(RECORDS SUPPLIED):
————
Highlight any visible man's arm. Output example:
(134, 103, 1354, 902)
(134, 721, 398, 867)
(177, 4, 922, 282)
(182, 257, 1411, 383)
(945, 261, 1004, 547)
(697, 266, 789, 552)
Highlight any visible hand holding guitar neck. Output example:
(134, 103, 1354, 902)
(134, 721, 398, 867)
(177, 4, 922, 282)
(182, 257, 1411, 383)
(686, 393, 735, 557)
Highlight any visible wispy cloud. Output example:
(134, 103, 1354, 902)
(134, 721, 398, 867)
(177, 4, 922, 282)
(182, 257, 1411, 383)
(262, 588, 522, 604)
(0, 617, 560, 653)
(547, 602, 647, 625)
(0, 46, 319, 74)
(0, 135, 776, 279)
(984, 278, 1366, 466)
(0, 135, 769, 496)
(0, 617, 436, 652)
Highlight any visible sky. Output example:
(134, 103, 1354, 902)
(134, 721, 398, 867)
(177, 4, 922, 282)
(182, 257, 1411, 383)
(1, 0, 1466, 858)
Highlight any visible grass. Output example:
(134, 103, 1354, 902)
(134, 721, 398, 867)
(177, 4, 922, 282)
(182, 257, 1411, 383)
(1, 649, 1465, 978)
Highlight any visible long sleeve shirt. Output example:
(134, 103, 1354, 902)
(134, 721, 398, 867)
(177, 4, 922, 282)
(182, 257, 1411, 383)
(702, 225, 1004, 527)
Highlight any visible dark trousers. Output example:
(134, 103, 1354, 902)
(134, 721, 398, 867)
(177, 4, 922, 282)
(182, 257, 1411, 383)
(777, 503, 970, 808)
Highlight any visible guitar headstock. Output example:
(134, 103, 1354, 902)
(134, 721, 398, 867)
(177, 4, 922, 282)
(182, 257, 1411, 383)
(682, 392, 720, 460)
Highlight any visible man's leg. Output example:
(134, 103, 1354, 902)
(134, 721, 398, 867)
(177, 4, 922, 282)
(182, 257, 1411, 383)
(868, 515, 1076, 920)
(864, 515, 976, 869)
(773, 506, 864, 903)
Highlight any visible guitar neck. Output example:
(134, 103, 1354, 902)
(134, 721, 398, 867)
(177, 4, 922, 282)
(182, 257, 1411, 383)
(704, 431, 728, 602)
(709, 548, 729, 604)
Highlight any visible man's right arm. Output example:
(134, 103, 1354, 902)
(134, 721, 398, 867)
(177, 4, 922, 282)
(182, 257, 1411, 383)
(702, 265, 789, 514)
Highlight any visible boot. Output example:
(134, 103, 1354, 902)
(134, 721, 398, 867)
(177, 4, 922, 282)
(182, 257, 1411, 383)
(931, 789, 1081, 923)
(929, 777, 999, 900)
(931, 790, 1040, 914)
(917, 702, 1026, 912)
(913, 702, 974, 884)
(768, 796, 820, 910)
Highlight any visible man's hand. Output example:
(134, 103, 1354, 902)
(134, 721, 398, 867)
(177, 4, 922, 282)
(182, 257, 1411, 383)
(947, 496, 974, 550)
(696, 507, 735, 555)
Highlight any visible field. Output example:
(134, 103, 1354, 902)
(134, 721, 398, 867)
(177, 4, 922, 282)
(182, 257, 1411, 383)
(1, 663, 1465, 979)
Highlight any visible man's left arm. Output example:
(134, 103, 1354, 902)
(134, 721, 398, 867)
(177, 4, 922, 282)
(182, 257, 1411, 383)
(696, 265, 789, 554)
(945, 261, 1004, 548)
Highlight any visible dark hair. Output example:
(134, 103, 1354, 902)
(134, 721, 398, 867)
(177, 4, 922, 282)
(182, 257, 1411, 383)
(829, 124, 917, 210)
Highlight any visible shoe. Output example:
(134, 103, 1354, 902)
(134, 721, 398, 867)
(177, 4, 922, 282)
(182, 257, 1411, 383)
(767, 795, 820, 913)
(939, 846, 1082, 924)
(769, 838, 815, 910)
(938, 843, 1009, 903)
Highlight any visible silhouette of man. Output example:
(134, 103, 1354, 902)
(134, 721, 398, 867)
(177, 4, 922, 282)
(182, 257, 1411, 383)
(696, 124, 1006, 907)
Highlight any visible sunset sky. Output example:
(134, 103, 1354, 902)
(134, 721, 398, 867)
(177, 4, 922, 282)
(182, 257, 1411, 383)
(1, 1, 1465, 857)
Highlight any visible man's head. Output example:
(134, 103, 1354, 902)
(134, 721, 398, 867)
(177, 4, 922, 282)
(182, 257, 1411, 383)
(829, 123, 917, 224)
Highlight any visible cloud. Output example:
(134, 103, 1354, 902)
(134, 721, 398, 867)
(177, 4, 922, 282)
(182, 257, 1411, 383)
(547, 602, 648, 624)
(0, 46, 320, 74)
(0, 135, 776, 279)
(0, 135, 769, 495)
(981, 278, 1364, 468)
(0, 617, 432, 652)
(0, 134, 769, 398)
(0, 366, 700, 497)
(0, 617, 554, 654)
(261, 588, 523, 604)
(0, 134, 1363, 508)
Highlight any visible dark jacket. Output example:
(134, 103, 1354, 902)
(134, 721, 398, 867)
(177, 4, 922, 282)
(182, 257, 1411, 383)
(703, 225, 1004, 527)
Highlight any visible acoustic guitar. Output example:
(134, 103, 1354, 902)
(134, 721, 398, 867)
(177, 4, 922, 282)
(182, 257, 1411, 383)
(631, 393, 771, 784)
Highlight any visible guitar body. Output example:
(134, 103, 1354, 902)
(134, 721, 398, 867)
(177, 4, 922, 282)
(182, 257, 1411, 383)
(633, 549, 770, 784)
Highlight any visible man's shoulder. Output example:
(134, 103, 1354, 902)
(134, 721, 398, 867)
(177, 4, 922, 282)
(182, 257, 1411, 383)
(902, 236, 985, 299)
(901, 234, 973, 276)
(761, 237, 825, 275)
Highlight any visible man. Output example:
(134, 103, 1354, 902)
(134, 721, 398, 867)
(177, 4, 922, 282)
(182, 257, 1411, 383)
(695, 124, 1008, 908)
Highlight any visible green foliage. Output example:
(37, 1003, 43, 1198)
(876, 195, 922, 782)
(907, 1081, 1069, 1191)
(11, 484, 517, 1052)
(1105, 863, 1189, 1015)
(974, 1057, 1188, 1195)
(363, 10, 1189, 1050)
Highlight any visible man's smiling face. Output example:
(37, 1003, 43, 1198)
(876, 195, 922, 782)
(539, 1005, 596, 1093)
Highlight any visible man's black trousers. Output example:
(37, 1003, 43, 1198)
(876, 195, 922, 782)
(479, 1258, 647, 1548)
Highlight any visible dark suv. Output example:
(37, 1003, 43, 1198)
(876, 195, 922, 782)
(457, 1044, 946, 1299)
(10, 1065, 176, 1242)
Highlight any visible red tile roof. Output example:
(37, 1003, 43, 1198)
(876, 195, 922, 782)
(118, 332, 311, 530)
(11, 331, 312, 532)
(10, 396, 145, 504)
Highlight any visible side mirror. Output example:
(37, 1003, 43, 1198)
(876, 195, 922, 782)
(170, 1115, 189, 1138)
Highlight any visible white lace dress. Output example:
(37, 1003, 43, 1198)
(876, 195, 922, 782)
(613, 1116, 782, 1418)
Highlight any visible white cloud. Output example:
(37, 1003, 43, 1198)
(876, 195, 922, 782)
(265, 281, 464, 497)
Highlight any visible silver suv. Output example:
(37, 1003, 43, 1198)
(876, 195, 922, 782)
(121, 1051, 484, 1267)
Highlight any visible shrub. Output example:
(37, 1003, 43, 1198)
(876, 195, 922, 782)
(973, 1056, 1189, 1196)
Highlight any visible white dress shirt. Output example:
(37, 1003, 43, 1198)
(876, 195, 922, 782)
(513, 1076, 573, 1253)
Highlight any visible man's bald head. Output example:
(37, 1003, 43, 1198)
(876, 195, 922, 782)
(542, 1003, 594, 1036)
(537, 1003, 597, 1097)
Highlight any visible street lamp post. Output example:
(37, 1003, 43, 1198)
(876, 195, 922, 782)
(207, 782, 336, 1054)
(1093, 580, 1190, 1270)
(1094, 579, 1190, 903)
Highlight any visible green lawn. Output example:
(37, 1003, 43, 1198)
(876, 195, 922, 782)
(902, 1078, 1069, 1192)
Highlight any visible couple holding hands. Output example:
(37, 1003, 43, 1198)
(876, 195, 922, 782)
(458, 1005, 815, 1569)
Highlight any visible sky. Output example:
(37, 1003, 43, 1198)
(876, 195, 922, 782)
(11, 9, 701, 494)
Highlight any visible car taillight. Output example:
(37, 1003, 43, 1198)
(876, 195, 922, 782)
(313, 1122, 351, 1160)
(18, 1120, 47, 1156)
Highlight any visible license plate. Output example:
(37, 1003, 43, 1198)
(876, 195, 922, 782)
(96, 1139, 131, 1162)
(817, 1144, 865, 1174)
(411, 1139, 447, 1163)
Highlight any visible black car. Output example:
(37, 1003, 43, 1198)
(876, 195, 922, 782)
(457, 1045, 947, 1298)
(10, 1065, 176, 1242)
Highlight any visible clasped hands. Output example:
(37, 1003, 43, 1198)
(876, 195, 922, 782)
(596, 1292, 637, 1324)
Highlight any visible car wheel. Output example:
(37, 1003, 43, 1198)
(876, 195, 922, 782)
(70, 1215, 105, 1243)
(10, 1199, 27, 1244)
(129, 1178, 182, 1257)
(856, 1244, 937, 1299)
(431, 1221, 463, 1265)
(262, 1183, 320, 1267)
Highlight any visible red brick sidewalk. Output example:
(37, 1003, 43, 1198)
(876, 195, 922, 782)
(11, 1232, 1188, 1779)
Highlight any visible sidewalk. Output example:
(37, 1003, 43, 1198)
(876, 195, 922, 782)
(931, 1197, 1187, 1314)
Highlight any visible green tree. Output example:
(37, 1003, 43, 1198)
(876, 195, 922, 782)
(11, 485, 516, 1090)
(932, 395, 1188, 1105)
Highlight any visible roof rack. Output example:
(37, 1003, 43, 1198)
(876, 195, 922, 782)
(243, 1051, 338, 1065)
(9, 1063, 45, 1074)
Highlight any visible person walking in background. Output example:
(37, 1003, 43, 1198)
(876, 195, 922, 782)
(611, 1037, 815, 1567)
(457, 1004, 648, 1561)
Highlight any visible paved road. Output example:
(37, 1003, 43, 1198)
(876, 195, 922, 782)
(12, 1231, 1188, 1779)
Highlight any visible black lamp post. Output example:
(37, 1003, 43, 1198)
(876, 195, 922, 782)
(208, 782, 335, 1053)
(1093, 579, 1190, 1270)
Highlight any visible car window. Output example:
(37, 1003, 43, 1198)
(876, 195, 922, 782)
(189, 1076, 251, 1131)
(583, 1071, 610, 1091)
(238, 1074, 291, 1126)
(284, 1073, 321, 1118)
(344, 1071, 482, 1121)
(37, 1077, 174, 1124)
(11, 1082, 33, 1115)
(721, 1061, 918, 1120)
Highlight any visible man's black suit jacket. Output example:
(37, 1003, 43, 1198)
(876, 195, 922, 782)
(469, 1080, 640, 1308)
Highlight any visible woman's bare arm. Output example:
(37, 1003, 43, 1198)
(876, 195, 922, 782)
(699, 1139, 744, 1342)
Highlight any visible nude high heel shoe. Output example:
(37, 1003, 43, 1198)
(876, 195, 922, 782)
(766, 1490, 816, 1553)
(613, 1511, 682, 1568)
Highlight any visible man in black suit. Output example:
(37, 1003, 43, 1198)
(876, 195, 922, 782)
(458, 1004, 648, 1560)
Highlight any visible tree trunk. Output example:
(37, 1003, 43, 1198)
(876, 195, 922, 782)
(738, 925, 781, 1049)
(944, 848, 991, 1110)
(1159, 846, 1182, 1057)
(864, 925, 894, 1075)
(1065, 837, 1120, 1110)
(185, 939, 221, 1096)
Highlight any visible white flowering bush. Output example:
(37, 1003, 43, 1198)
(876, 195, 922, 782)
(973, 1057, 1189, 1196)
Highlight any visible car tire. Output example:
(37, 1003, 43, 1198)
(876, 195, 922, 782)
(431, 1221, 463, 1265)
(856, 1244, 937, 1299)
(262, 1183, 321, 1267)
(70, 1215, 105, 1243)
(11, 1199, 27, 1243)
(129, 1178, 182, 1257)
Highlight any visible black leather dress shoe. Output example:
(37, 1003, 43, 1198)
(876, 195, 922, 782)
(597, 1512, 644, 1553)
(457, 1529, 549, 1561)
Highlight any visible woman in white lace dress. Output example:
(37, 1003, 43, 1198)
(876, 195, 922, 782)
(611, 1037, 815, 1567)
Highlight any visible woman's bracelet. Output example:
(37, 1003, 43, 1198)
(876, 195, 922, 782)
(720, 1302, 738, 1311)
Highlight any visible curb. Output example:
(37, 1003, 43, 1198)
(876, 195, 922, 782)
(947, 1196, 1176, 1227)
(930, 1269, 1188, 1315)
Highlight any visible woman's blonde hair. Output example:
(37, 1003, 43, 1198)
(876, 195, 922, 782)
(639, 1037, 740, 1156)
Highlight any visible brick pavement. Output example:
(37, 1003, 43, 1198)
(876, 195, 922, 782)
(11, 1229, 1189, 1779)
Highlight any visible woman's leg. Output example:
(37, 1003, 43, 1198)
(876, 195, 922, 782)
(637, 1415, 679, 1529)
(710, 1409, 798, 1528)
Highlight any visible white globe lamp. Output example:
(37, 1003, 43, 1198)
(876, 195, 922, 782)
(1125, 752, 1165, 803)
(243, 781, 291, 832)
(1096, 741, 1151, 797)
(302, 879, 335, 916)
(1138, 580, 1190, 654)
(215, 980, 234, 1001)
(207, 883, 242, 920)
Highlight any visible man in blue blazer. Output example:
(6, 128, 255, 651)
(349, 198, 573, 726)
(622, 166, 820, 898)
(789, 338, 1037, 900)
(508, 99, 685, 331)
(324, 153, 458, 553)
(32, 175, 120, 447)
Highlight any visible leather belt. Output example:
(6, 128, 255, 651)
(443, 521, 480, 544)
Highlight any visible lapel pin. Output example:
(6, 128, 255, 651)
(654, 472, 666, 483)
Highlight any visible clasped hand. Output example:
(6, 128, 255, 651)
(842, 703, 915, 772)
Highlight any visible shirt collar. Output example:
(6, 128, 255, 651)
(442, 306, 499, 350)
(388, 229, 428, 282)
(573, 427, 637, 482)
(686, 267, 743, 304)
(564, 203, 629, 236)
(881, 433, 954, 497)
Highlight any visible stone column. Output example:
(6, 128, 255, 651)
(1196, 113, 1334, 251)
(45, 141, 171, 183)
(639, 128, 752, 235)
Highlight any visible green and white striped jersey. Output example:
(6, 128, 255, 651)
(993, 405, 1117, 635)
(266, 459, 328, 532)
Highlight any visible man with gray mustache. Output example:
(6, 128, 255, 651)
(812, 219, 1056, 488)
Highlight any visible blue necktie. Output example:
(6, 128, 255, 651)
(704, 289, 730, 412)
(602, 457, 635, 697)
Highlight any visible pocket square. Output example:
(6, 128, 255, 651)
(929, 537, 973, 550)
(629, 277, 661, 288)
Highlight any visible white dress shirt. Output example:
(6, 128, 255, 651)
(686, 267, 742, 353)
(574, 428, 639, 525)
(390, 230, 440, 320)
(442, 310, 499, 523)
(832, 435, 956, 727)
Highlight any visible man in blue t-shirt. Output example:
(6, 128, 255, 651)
————
(ABOUT THIS TASK):
Where a line in the records above includes the string "blue", show it.

(TASK RESPONSE):
Highlight any visible man in blue blazer. Output example:
Highlight any visible blue necktie. Output example:
Highlight any visible man in blue t-shirt. Output example:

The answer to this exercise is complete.